BEGIN Text section

Paul Otlet and Social Context

Matt Webb points to an article by Alex Wright on the Foregotten Forefather: Paul Otlet.

"With the faceted philosophy of the UDC as backdrop, the Traité posited a universal “law of organization” declaring that no document could be properly understood by itself, but that its meaning becomes clarified through its influence on other documents, and vice versa. “[A]ll bibliological creation,” he said, “no matter how original and how powerful, implies redistribution, combination and new amalgamations.”

While that sentiment may sound postmodernist in spirit, Otlet was no semiotician; rather, he simply believed that documents could best be understood as three-dimensional, with the third dimension being their social context: their relationship to place, time, language, other readers, writers and topics. Otlet believed in the possibility of empirical truth, or what he called "facticity"—a property that emerged over time, through the ongoing collaboration between readers and writers. In Otlet's world, each user would leave an imprint, a trail, which would then become part of the explicit history of each document.

Vannevar Bush and Ted Nelson would later voice strikingly similar ideas about the notion of associative “trails” between documents. Distinguishing Otlet's vision from the Bush-Nelson (and Berners-Lee) model is the conviction—long since fallen out of favor—in the possibility of a universal subject classification working in concert with the mutable social forces of scholarship.

END Text section

Exercise 1 — Return the section of the Paul Otlet text starting with "Vannevar Bush and" and going on through "forces of scholarship.".
Exercise 2 — According to the Paul Otlet text, what did Otlet call empirical truth?

BEGIN Dataset extract

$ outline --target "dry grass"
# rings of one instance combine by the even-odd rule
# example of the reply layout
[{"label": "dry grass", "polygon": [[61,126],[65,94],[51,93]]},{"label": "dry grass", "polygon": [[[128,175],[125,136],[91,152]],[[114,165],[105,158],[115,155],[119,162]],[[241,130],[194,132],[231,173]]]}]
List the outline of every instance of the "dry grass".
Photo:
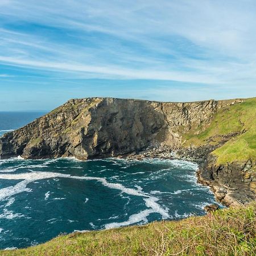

END Dataset extract

Problem solution 1 —
Vannevar Bush and Ted Nelson would later voice strikingly similar ideas about the notion of associative “trails” between documents. Distinguishing Otlet's vision from the Bush-Nelson (and Berners-Lee) model is the conviction—long since fallen out of favor—in the possibility of a universal subject classification working in concert with the mutable social forces of scholarship.

Problem solution 2 — Facticity.